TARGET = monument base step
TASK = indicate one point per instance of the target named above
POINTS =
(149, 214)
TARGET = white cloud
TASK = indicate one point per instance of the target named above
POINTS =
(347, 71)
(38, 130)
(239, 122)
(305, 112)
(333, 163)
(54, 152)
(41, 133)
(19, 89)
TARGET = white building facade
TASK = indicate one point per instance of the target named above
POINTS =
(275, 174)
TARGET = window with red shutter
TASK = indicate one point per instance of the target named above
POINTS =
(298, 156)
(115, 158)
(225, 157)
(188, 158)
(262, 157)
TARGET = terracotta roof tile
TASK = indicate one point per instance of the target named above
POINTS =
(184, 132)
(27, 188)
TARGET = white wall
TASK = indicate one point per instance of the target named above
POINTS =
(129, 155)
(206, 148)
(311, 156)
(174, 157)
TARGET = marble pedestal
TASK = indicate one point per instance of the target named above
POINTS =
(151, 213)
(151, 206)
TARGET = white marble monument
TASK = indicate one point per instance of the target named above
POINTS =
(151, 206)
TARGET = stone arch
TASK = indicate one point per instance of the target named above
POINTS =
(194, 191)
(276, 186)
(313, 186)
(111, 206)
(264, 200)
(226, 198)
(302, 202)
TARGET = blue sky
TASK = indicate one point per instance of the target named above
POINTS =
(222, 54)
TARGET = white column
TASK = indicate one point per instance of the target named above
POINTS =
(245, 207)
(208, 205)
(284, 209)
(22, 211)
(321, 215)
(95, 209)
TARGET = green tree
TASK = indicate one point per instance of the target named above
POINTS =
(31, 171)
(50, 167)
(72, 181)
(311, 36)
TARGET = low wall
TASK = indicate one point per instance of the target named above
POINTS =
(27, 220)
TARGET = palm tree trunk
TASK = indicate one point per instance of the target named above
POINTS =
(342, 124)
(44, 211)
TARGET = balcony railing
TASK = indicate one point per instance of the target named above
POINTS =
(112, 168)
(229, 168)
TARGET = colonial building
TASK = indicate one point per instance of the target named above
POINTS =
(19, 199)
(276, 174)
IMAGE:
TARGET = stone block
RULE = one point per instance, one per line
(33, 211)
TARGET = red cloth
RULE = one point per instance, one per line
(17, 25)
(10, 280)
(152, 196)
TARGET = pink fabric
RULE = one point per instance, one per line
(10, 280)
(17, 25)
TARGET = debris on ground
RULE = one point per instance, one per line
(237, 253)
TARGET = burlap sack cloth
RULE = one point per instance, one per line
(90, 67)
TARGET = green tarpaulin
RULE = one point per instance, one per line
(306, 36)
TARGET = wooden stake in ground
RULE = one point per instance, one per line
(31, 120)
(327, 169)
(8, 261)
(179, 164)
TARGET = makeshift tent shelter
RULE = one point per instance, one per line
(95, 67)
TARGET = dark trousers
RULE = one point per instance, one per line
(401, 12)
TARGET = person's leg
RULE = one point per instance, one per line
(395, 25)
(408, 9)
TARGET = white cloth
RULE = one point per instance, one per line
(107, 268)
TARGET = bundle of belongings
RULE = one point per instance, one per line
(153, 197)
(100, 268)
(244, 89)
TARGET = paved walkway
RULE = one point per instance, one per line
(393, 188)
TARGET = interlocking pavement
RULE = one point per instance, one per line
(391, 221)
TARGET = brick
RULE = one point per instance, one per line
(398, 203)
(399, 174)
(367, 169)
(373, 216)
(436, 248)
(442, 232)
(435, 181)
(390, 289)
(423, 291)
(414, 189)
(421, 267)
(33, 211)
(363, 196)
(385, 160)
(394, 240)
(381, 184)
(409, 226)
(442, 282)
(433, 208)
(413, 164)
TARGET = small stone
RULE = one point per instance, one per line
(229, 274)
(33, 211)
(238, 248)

----------------------------------------

■ **JOB**: Extract each entry in full and write it down exactly.

■ **RESULT FOR THIS TASK**:
TARGET = monument base step
TASK = indicate one point per instance of the target named above
POINTS =
(149, 214)
TARGET = white cloud
TASK = indicate one point per instance of the target named above
POINTS =
(347, 71)
(38, 130)
(239, 122)
(305, 112)
(333, 163)
(54, 152)
(41, 133)
(19, 89)
TARGET = white building facade
TASK = indicate one point per instance of the target named above
POINTS =
(275, 174)
TARGET = window with red shutter
TASK = indicate one point per instance of the target named above
POINTS =
(298, 156)
(115, 158)
(225, 157)
(188, 158)
(262, 157)
TARGET = terracotta roof tile
TASK = indicate one point per instance of the target named above
POINTS =
(184, 132)
(27, 188)
TARGET = white wall
TASK = indicate one point per instance of the target named above
POINTS =
(129, 155)
(206, 148)
(311, 156)
(174, 157)
TARGET = marble pedestal
TASK = indicate one point per instance of the target named above
POINTS =
(151, 213)
(151, 206)
TARGET = white marble monument
TASK = indicate one point per instance of the target named above
POINTS =
(151, 206)
TARGET = stone arch
TASK = indicate one point per instance of the target named above
POINTS =
(194, 191)
(276, 186)
(313, 186)
(111, 206)
(264, 200)
(226, 198)
(302, 202)
TARGET = blue sky
TASK = indicate one point per instance of the target named above
POINTS =
(222, 54)
TARGET = white column
TASK = indicate one point per instance of the target named above
POINTS =
(245, 207)
(208, 205)
(284, 209)
(22, 211)
(321, 215)
(95, 209)
TARGET = green tree
TASK = indicate one point per instance of the target named above
POINTS =
(31, 171)
(50, 167)
(72, 181)
(311, 36)
TARGET = low wall
TASK = indicate one point per instance of the target named above
POINTS =
(27, 220)
TARGET = palm tree trunk
TASK = indicate one point per instance of the target named above
POINTS =
(342, 124)
(44, 211)
TARGET = balcony railing
TASK = indicate one point per instance of the target named above
POINTS =
(112, 168)
(229, 168)
TARGET = colonial building
TASK = indicate one point per instance of the target named above
POINTS =
(19, 199)
(276, 174)
IMAGE:
TARGET = stone block
RULE = one point per instance, one per line
(33, 211)
TARGET = red cloth
RULE = one point per instance, one per line
(17, 25)
(10, 280)
(152, 196)
TARGET = pink fabric
RULE = one point per instance, one per line
(10, 280)
(17, 25)
TARGET = debris on ground
RULE = one point per instance, one per line
(237, 253)
TARGET = burlap sack cloth
RULE = one point per instance, one per line
(90, 67)
TARGET = green tarpaulin
RULE = one point per instance, one per line
(306, 36)
TARGET = wooden stake in ground
RULE = one point per instance, one per line
(31, 120)
(327, 169)
(8, 261)
(179, 164)
TARGET = makeshift tent shelter
RULE = one point per instance, one per line
(95, 67)
TARGET = dark trousers
RULE = one point per instance, one per line
(401, 12)
TARGET = person's leg
RULE = one point per instance, one per line
(395, 25)
(408, 9)
TARGET = white cloth
RULE = one point per instance, one per line
(107, 268)
TARGET = bundle of belongings
RULE = one point per instance, one per line
(153, 197)
(100, 268)
(244, 89)
TARGET = paved walkway
RULE = one point per instance, one per line
(393, 188)
TARGET = interlocking pavement
RULE = one point per instance, one per line
(391, 221)
TARGET = brick
RULE = one point per instance, one per line
(398, 203)
(399, 174)
(367, 169)
(373, 216)
(436, 248)
(442, 232)
(435, 181)
(390, 289)
(423, 291)
(414, 189)
(421, 267)
(33, 211)
(363, 196)
(385, 160)
(394, 240)
(381, 184)
(409, 226)
(442, 282)
(433, 208)
(413, 164)
TARGET = small stone
RULE = one point per instance, one per line
(229, 274)
(33, 211)
(238, 248)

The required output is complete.